- **Task item**:
Select from the data all lines with the word "below".

- **Supplied material**:
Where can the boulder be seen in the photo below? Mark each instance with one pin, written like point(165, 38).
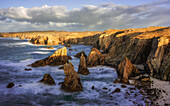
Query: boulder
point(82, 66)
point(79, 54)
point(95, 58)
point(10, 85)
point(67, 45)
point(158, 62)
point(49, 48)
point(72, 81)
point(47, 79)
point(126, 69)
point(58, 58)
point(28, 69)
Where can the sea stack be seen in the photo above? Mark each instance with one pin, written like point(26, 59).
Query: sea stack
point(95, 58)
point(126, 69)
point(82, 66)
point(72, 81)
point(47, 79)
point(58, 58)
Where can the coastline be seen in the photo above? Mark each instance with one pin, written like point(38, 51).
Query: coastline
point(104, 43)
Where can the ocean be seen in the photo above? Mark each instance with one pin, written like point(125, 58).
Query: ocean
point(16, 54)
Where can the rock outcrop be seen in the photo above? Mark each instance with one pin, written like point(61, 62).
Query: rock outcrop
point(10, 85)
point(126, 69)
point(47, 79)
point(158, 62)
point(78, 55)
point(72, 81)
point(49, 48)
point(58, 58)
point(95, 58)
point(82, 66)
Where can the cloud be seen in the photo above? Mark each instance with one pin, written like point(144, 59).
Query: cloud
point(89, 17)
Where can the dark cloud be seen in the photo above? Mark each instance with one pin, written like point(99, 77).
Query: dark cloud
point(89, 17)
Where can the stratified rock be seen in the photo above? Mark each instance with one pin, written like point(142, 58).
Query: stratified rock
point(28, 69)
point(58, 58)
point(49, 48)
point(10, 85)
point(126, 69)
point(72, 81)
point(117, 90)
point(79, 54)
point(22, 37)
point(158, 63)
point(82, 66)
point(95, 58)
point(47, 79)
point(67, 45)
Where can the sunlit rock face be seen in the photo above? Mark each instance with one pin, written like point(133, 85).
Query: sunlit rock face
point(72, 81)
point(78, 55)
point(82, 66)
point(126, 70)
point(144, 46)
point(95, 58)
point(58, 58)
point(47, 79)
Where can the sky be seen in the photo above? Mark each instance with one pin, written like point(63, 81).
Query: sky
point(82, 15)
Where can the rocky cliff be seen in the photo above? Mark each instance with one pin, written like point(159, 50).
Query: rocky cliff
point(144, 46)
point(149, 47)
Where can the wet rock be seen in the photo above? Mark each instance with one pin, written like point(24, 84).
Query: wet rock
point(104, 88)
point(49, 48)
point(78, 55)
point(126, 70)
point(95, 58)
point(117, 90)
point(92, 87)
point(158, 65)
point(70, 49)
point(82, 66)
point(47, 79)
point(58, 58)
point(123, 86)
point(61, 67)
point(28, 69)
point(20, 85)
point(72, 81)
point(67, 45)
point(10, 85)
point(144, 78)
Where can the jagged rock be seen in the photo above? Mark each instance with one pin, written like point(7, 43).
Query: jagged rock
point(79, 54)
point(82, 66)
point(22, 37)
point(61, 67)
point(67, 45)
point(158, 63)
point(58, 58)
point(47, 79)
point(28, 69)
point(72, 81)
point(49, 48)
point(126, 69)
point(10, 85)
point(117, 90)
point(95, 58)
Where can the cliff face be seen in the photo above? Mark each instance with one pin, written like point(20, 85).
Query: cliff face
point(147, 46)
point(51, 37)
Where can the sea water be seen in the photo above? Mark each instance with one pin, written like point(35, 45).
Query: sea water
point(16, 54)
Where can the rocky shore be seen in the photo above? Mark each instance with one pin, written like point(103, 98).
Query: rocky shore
--
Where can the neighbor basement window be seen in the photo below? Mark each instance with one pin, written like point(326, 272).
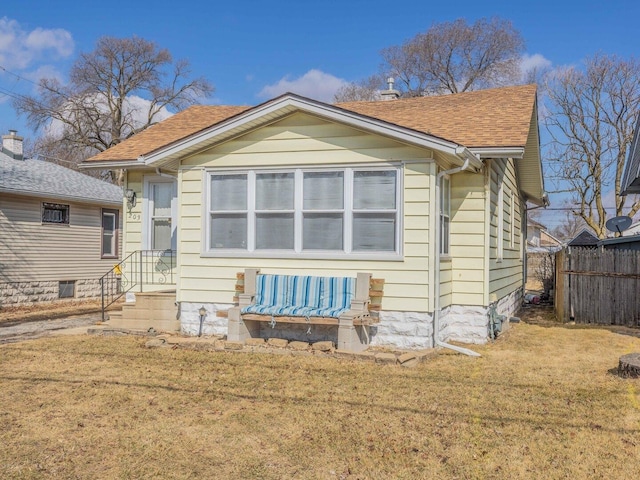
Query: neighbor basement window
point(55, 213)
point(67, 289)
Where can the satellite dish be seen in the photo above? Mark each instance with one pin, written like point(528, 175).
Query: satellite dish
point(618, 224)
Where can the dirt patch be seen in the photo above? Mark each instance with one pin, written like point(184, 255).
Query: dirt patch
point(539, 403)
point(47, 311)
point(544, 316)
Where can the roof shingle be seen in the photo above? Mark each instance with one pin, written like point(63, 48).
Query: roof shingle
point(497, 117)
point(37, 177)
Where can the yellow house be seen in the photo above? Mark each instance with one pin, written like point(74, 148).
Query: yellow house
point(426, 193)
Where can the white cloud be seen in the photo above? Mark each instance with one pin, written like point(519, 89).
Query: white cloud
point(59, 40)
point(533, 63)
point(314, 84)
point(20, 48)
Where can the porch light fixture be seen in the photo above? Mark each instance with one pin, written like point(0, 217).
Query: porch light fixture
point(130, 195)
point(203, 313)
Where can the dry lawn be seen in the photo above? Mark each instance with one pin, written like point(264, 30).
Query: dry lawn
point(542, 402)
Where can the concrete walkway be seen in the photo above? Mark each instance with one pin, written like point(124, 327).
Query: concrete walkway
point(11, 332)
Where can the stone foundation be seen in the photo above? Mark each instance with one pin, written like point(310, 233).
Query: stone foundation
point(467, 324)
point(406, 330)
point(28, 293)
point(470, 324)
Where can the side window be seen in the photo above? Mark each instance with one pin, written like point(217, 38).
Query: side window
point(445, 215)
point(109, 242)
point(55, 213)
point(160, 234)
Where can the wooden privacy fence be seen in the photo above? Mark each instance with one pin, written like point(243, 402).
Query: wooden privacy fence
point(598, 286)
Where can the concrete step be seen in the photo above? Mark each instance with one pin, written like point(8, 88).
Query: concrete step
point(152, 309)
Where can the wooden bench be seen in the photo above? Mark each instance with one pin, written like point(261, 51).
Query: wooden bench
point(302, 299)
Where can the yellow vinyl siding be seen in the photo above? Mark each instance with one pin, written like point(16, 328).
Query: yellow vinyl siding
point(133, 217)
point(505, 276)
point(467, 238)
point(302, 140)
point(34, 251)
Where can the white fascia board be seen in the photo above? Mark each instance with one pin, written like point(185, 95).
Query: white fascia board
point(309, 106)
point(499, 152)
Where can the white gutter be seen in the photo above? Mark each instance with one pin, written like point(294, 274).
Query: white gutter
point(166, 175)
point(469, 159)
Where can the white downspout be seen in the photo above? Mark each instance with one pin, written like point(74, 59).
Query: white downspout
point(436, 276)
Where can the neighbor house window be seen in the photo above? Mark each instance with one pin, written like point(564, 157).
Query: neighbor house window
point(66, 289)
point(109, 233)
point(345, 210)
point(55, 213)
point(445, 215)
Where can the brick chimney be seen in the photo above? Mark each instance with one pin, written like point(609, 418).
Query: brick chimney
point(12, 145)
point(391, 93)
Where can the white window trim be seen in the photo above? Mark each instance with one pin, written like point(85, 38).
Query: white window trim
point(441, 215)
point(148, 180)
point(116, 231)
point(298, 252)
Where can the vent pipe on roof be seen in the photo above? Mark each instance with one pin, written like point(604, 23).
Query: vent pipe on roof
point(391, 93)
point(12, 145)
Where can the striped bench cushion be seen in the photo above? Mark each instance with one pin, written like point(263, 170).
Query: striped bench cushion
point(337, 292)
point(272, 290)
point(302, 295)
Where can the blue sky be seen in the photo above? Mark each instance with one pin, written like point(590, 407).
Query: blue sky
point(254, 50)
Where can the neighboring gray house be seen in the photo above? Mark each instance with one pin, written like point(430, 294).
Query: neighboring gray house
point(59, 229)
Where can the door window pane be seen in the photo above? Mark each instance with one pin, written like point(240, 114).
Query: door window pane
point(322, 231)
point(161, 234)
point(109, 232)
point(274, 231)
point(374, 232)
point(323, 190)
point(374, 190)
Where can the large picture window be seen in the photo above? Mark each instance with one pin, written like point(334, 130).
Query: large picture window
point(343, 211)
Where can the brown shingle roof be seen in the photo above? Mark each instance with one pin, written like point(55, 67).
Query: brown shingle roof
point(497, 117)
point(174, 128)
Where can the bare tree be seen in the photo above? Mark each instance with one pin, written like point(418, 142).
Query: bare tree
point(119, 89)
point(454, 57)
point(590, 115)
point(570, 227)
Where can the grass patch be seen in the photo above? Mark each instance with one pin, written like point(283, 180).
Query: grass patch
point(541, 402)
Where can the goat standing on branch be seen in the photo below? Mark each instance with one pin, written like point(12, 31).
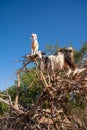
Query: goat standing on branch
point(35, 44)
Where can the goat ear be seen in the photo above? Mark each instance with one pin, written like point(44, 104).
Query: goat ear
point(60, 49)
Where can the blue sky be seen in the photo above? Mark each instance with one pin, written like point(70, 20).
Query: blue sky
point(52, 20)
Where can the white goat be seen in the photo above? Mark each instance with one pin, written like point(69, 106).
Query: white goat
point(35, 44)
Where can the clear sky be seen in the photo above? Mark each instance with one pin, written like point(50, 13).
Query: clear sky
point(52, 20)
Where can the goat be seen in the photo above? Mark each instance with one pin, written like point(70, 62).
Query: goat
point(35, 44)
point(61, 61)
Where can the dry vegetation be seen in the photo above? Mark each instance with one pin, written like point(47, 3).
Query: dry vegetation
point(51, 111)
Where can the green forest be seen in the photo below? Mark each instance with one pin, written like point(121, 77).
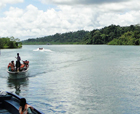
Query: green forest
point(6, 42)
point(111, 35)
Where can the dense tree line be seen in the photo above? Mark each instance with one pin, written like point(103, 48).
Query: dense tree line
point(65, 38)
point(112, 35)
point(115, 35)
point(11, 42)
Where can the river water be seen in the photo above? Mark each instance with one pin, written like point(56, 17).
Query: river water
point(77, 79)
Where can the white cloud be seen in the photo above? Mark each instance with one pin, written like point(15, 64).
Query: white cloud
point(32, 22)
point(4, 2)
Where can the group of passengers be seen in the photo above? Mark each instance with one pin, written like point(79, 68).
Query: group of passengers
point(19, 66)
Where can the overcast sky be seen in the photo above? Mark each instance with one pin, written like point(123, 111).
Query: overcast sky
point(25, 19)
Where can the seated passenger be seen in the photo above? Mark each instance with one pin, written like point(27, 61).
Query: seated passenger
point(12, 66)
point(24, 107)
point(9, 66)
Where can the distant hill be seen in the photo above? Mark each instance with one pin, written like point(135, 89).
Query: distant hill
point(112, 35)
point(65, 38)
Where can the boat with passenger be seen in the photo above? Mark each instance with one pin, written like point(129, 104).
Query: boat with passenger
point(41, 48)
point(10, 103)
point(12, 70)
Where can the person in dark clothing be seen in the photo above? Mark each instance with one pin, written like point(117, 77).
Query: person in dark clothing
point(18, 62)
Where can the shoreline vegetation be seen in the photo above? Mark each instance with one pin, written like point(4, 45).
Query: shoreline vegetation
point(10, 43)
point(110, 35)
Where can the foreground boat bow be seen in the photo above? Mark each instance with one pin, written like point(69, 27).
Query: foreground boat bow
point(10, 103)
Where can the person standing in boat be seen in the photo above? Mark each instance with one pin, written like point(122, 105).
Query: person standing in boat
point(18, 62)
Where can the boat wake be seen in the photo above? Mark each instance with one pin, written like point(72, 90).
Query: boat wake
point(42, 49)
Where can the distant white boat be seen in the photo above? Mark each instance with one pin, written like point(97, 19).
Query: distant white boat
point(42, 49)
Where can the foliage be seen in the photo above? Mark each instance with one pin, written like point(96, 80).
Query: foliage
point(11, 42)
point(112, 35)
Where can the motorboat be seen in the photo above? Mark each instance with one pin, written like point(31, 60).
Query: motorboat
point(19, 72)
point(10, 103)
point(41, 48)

- **Answer space**:
Where can the boulder be seen in the photo below? Mark each instance with one pin, written like point(165, 38).
Where can the neighbor basement window be seen in the photo below? Mark each instance with one pin, written like point(326, 272).
Where can the goat standing on branch be seen in the photo below? Mark each instance with one pin, written like point(12, 31).
Where can the green forest be seen in the photo below? Mark each instance with one pin, written like point(121, 77).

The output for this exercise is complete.